**Work to complete:**
• A. Name every metal the article on Fairtrade gold below lists as used by EU firms in manufacturing consumer products.
• B. From the article on Fairtrade gold below, return the passage from "Syanyonja Artisan Miners’" up to and including "across East Africa.", copied word for word.

**Passage to read:**
-=-=-=-=-

Africa’s first Fairtrade certified gold co-operative offers hope to gold miners living in poverty

Syanyonja Artisan Miners’ Alliance (SAMA) has become the first artisanal small scale mining co-operative in Africa to become Fairtrade certified, bringing much needed hope to impoverished communities who risk their lives to mine the rich gold seam that runs around Lake Victoria.

SAMA is one of nine previously informal groups from Uganda, Kenya and Tanzania which has benefitted from a pilot project launched by Fairtrade in 2013. This innovative program aims to extend the benefits of Fairtrade gold to artisanal miners across East Africa.

In that short time, SAMA has undergone training in business and entrepreneurship, as well as safe use of mercury, internal control systems, labour rights and better working conditions, health and safety and more. Previously, daily contact with toxic chemicals used to process gold meant members risked disease, premature births and even death.  Fairtrade gold was first launched in 2011, and SAMA now joins Fairtrade certified gold mines MACDESA, AURELSA and SOTRAMI in Peru.

The co-operative produces just 5 kg gold per year, but nevertheless has the potential to significantly benefit many people in the local community through better conditions through certification. It is expected that Fairtrade and organizations like Cred Jewellery will support the miners, ensuring their gold can be refined and made available to jewellers in the UK and other markets.

Gonzaga Mungai, Gold Manager at Fairtrade Africa said: “This is a truly momentous and historical achievement and the realisation of a dream that is many years in the making. Gold production is an important source of income for people in rural economies. Congratulations to SAMA, it sets a precedent which shows that if groups like this can achieve certification, then it can work for others right across the African continent.”

The Fairtrade Gold Standard encourages better practice and changes to come in line with international regulation around the production and trade of so-called ‘conflict minerals’. Under the Standard, miners are required to:

  • Uphold a human rights policy preventing war crimes, bribery, money laundering and child labour
  • Clearly represent where the minerals were mined
  • Minimise the risks of conflict minerals through robust risk assessments and collaboration across supply chains
  • Report to buyers and trading partners regarding the risks of conflict minerals

Now in its second phase, the programme will focus on supporting other mining groups in the region to access affordable loans and explore a phased approach to accessing the Fairtrade market, allowing more mining co-operatives across Africa to participate in the programme.

Gonzaga added: “Sourcing African metals from smallscale miners in the Great Lakes Region is the responsible thing to do. For a long time companies have avoided buying gold from this region, with devastating consequences for impoverished communities who were already struggling. It has driven trade deeper underground, as unscrupulous buyers pay lower prices and launder illegal gold into legitimate supply chains. That’s why we have chosen to work with these groups to help them earn more from their gold within a robust compliance system that offers social, environmental, and economic protections.”

The Fairtrade gold programme offers a small but scalable solution to sustainable sourcing of gold from the region in line with Section 1502 of the Dodd-Frank Act in the US, OECD Due Diligence Guidance and recent EU Supply-Chain Due Diligence proposals which could come into effect in 2016. This means that up to 880,000 EU firms that use tin, tungsten, tantalum and gold in manufacturing consumer products could be obliged to provide information on steps they have taken to identify and address risks in their supply chains for so-called ‘conflict minerals’.

-=-=-=-=-

**Collected data entries:**

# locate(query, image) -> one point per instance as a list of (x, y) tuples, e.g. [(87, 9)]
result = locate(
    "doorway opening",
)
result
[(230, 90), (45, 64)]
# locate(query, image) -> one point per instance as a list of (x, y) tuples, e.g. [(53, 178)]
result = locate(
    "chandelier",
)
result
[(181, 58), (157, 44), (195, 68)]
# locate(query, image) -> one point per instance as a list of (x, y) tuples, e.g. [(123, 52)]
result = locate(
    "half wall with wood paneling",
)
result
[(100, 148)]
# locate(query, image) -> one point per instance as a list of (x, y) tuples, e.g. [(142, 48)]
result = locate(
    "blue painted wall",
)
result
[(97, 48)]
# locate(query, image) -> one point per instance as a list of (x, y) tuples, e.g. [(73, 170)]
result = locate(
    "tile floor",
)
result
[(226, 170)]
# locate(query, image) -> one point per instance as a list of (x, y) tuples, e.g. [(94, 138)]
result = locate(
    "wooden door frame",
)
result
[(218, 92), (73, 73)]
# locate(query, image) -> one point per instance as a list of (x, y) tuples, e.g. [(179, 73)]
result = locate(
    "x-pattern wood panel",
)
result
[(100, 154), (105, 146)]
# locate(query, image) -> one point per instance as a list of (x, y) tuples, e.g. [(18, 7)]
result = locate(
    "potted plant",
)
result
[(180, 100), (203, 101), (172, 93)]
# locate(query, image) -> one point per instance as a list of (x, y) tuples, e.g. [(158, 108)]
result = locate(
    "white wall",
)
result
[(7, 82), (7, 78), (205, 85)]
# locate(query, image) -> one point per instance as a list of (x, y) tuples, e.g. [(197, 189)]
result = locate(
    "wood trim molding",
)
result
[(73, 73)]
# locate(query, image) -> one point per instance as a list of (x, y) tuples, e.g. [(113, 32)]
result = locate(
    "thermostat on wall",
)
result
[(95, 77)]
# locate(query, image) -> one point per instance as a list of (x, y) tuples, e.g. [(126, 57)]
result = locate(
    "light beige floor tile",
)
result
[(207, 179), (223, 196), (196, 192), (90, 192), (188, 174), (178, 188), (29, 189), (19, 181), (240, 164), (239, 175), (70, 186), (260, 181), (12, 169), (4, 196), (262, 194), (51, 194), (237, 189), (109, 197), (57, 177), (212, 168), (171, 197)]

-=-=-=-=-

**Results by task:**
• A. Tin, tungsten, tantalum, gold

• B.
Syanyonja Artisan Miners’ Alliance (SAMA) has become the first artisanal small scale mining co-operative in Africa to become Fairtrade certified, bringing much needed hope to impoverished communities who risk their lives to mine the rich gold seam that runs around Lake Victoria.

SAMA is one of nine previously informal groups from Uganda, Kenya and Tanzania which has benefitted from a pilot project launched by Fairtrade in 2013. This innovative program aims to extend the benefits of Fairtrade gold to artisanal miners across East Africa.